## Problem statement
Return all the entries below exactly as they were given.

## Extracted material
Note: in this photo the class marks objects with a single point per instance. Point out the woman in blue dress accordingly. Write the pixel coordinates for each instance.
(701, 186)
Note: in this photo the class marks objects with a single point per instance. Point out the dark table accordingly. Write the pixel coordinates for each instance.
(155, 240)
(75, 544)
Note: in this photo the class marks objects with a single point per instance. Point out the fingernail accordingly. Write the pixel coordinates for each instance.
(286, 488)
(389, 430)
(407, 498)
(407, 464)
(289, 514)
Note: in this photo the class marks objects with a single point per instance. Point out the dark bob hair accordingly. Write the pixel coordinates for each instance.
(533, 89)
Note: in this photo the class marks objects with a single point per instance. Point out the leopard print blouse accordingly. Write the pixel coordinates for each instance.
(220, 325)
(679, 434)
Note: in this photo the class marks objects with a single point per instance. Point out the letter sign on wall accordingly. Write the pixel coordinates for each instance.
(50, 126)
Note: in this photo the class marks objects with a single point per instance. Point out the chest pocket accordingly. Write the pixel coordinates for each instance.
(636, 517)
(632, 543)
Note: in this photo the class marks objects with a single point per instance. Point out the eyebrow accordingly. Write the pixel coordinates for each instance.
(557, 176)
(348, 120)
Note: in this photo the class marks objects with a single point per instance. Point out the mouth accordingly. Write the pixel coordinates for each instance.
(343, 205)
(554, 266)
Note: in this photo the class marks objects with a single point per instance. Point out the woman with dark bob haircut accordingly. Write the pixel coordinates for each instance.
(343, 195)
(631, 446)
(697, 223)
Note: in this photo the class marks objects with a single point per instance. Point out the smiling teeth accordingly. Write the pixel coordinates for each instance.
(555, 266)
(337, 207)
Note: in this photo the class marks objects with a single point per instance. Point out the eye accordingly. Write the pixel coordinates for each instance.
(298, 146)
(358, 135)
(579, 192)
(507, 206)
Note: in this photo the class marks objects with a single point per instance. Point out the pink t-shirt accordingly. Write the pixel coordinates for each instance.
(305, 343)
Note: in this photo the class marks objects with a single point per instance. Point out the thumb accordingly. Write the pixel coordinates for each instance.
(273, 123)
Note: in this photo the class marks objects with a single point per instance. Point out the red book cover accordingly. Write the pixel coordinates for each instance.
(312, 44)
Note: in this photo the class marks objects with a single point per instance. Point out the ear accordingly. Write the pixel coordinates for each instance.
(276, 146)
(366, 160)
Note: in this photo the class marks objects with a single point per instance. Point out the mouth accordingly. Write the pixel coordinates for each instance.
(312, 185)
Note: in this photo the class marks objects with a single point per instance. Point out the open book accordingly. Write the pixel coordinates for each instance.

## Solution to this problem
Note: in this photo the class marks objects with a single point per instance. Point out the woman in blue dress accordingly. Write the pixel coordinates for each instance.
(701, 186)
Note: in this photo the class marks objects with a single point per instance. Point out the dark table accordingly. Write the pixel coordinates for each instance.
(155, 240)
(75, 544)
Note: in this photo the class marks objects with a single point per instance. Point out the fingernail accordingly. Write the pixel coordinates for each instance.
(286, 488)
(389, 430)
(407, 498)
(407, 464)
(289, 514)
Note: in this photo the class marks objects with a single point per instance. Point out the dark bob hair accordingly. Write the pixel coordinates for each instance.
(533, 89)
Note: in this photo the class marks objects with a single point per instance. Point out the leopard print blouse accordingly. Write the pixel coordinates for each instance.
(220, 325)
(679, 434)
Note: in this photo the class marks objects with a single point per instance. Point out the letter sign on wall accordingly. Write the pixel coordinates for each instance.
(50, 126)
Note: in this photo the class marks objects with a single point per instance. Point out the chest pocket accordingly. Write the pixel coordinates for each instance.
(636, 517)
(632, 543)
Note: in this photo the class marks objects with a single point per instance. Point out the eyebrow accordingly. Write the pixel coordinates for each instance.
(557, 176)
(348, 120)
Note: in this photo the class marks objects with a single point per instance. Point out the mouth accordingly. Write the pixel coordinates for each instance.
(343, 205)
(554, 266)
Note: in this photo the class marks objects with a single point per instance. Point out the woman with dark bob haircut accordingly. Write the pixel coordinates for each instance.
(343, 195)
(631, 446)
(697, 223)
Note: in this photo the class marks objects with a single point per instance. Point out the smiling teeth accordingly. Write the pixel coordinates for each instance.
(555, 266)
(337, 207)
Note: in this photo the class marks objects with a single point per instance. Point out the eye accordingly. Write the pixel coordinates for each instance.
(298, 146)
(358, 135)
(579, 192)
(507, 206)
Note: in this photo the class marks objects with a single point per instance. Point out the pink t-shirt accordingly. Write the pixel coordinates for each instance.
(305, 343)
Note: in this photo the class marks objects with a single point per instance. Point out the thumb accordingly. Write the pixel coordinates for each instance.
(273, 123)
Note: in this photo the class marks objects with a single point per instance. Point out the red book cover accordingly. Write the pixel coordinates for each instance.
(312, 44)
Note: in this photo the class marks objects with a single point per instance. Point out the ear accordingly. Write the pixel coordinates for each instance.
(276, 146)
(366, 160)
Note: in this photo the class marks objects with a single point per instance. Point out the mouth accordingly. Write the pixel coordinates for each instance.
(312, 185)
Note: in this photo the class marks objects with a single point per instance. Point out the open book accordingly. Write the pixel coordinates for each instance.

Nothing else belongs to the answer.